Some we will always carry with us in memory because of the momentous nature of them personally, some for their impact on the affairs of the world. Others sharpen our senses and awaken us from our slumber or from the furrows we are ploughing. Others still serve to remind us of the value of values and the fundamentals of what matters in life and our conduct.

We can all recount our own. Sadly, of course, the ending of lives is one of the most significant, inevitable but shocking events for us all. Personally, of course, scars are always cut that never heal but become part of us. Public figures too that are not our friends or close to us can also have a major impact in their passing.

I never knew John Smith personally, for example, but his death in 1994 was colossal for the whole country and it had an unusual effect on me as a young civil servant at the time which I couldn’t really explain. But the sense of loss across politics was genuine.

The Conservative conference stopped and ministers wept for a most gifted opponent. The public could see that, for all of the sound and fury of Parliament, there was a real sense of comradeship and friendship between combatants. This, I would contend, is a fundamentally good and important thing.

Five years after Smith’s death the new Scottish Parliament was born. It was my privilege to be a member as a young man. I would have been the youngest in the Parliament were it not for that damn pesky kid Duncan Hamilton. By this time both of us were good friends of Smith’s family and his delightful widow played host to us at her home for the week of the formal events. Many great characters of all political shades came and went.

The debate was always challenging and no quarter was given. But the atmosphere fostered was one of support for the whole process of politics, policy and public service. Labour, Nationalist, Liberal, whisper it, even Tory supporters, all shared views and friendship and put the world to rights. It is how the best of politics should be.

It has always been my instinct, because my first respect is for people who care enough to engage in the first place. That is far more unifying between parties than the relatively small differences they often scream at one another about.

Entries provided
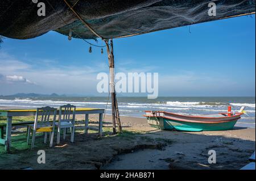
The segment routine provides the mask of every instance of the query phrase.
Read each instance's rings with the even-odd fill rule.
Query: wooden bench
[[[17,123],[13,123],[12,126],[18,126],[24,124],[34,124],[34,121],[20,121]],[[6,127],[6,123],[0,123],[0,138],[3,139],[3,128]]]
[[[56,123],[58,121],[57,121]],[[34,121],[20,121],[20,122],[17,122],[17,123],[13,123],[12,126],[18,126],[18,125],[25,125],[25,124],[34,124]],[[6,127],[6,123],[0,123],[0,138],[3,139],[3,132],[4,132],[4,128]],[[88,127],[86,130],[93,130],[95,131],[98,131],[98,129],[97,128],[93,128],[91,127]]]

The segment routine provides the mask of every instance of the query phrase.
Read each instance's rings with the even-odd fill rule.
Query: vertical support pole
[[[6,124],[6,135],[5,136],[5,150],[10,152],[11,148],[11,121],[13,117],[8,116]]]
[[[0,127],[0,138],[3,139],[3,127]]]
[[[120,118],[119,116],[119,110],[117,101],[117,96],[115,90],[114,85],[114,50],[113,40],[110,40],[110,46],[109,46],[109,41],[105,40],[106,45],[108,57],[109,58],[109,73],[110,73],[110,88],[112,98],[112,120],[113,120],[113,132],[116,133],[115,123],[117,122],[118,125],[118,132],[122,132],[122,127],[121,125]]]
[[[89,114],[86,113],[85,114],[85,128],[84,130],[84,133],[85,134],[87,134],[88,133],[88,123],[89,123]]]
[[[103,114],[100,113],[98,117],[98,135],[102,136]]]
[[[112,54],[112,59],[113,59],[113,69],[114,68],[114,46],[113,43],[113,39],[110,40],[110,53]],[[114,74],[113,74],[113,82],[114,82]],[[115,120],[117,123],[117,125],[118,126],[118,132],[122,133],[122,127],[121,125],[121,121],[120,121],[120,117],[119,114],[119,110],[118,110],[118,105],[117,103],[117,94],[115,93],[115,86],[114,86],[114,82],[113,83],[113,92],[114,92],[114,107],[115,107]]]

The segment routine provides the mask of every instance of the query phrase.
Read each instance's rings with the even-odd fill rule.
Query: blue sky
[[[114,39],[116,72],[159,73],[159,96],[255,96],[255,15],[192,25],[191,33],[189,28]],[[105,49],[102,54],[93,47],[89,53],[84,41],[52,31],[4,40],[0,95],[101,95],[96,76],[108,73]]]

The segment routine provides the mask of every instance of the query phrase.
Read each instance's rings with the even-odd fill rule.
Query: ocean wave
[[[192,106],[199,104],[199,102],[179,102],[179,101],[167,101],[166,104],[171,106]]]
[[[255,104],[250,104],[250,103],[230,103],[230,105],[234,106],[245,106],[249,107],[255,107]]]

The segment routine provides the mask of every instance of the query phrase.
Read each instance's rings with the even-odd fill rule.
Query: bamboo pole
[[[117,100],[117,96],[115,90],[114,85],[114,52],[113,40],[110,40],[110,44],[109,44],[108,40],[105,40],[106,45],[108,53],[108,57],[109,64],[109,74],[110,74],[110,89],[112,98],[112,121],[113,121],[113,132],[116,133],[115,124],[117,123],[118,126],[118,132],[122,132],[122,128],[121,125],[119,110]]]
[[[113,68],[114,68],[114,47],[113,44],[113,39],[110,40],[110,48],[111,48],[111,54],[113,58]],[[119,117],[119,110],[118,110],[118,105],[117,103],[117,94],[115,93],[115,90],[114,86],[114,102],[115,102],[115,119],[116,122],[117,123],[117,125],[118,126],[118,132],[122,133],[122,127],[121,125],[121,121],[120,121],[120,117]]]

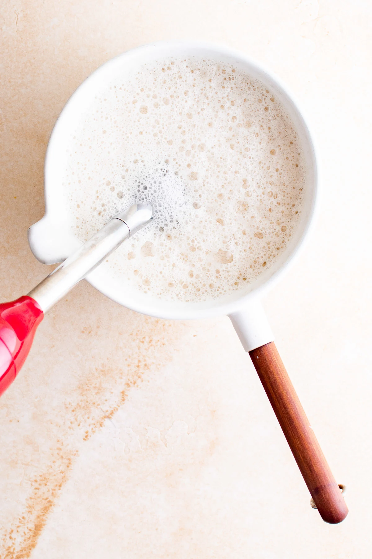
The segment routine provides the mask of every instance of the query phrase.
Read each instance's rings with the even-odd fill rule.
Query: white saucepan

What you need to do
Copy out the passage of the reflection on political loss between "I never knew" and "and important thing.", inclusive, and change "opponent" to "rival" in it.

The reply
I never knew John Smith personally, for example, but his death in 1994 was colossal for the whole country and it had an unusual effect on me as a young civil servant at the time which I couldn’t really explain. But the sense of loss across politics was genuine.

The Conservative conference stopped and ministers wept for a most gifted rival. The public could see that, for all of the sound and fury of Parliament, there was a real sense of comradeship and friendship between combatants. This, I would contend, is a fundamentally good and important thing.